_Task to carry out_
Filter the items below, copying out each row that contains the string "line".

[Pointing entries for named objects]

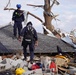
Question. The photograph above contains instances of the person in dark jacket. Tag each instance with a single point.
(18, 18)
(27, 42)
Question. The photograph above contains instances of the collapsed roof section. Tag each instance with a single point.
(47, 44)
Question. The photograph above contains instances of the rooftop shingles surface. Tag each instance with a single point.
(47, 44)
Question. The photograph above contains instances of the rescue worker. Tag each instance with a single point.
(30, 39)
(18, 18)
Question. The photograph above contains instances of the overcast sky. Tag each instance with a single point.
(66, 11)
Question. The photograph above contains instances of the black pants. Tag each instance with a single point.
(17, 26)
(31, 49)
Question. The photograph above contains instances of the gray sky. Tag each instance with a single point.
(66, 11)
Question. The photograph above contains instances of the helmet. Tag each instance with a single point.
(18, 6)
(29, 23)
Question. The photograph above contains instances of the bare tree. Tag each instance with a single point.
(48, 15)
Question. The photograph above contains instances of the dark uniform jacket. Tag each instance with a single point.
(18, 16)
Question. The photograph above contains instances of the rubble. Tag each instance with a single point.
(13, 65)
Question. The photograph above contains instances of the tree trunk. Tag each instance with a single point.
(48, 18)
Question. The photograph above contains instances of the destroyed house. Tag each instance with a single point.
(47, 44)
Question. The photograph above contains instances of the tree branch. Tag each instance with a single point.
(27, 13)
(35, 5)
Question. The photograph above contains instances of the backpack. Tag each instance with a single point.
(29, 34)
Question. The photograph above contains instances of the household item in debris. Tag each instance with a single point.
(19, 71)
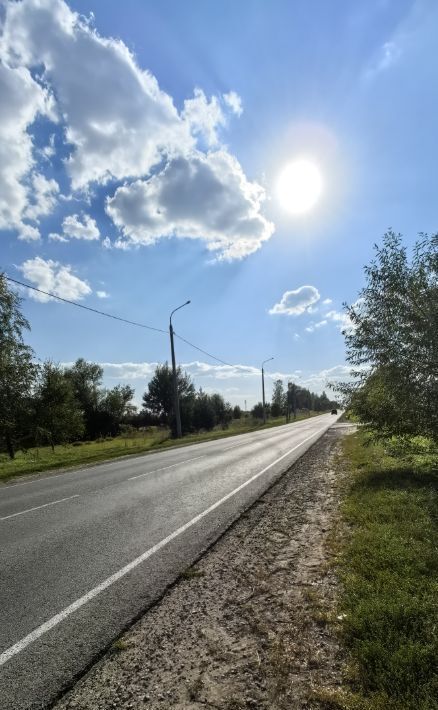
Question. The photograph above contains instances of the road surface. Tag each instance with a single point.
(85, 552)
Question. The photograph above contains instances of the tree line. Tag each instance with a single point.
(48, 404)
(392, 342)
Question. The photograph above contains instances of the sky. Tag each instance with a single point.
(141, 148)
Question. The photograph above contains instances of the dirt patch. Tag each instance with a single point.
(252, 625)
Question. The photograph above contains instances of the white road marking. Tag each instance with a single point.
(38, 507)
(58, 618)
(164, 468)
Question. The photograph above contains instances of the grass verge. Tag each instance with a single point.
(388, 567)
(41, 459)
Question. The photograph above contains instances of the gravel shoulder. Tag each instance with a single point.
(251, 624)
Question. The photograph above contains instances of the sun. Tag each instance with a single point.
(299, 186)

---

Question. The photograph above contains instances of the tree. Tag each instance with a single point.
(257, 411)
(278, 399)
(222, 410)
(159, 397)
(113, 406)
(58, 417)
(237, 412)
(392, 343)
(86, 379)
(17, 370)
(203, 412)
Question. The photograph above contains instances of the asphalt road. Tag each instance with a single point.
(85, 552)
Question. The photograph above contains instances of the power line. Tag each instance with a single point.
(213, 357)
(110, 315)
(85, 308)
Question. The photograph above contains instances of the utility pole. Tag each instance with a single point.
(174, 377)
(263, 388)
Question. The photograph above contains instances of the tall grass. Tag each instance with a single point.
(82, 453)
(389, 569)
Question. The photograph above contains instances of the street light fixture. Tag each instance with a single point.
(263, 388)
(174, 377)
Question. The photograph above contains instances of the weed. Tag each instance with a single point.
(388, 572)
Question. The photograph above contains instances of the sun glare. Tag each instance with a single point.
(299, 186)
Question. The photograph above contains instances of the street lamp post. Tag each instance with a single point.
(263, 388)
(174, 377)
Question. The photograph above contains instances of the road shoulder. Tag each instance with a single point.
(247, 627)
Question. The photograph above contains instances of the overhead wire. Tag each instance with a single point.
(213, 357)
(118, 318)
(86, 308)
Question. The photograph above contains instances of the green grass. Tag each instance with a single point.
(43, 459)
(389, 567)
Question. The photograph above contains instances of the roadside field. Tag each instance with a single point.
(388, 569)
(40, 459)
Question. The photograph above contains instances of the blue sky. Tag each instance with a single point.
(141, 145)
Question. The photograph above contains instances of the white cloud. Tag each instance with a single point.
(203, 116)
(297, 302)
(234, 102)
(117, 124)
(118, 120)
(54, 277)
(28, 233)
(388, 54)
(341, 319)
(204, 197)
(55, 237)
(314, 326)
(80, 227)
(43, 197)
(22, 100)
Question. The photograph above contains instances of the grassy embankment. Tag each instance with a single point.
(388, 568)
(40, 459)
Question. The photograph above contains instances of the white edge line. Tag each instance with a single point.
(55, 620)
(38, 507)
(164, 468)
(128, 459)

...

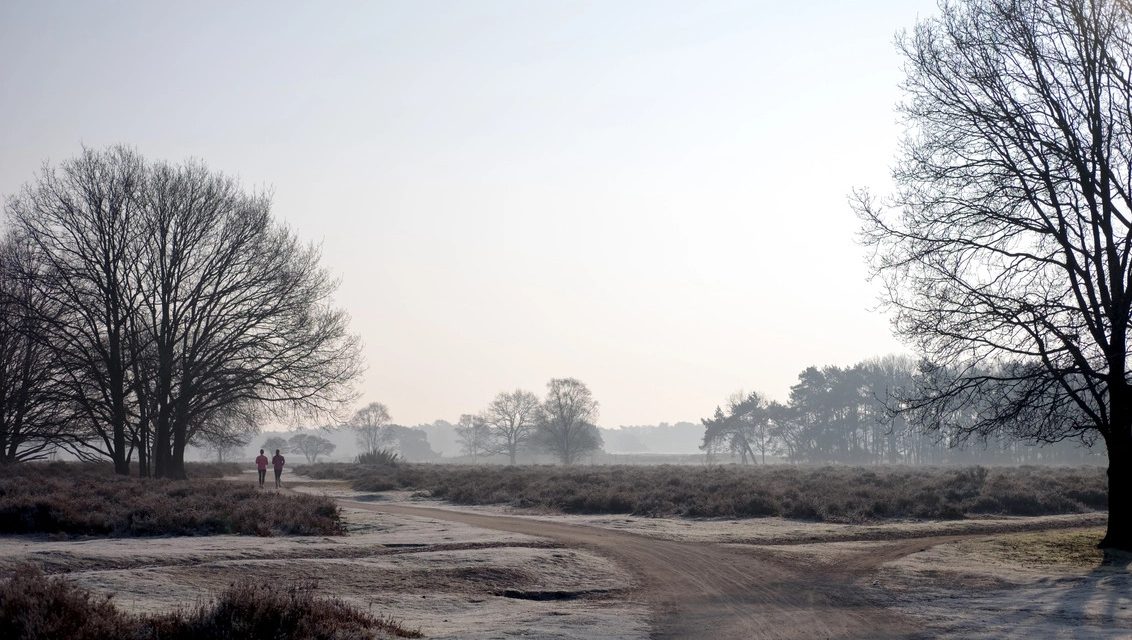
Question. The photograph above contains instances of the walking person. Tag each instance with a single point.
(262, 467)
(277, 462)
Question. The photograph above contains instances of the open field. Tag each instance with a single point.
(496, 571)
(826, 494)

_Response for this exercise_
Question. The photograph above contains instances of the tree line. Tag each instance with a single point.
Question. The photograph above contains instances of the power line. Tag each instance with a single point.
Question. The photograph above contains instances of the white edge line. Tag each instance with a single point.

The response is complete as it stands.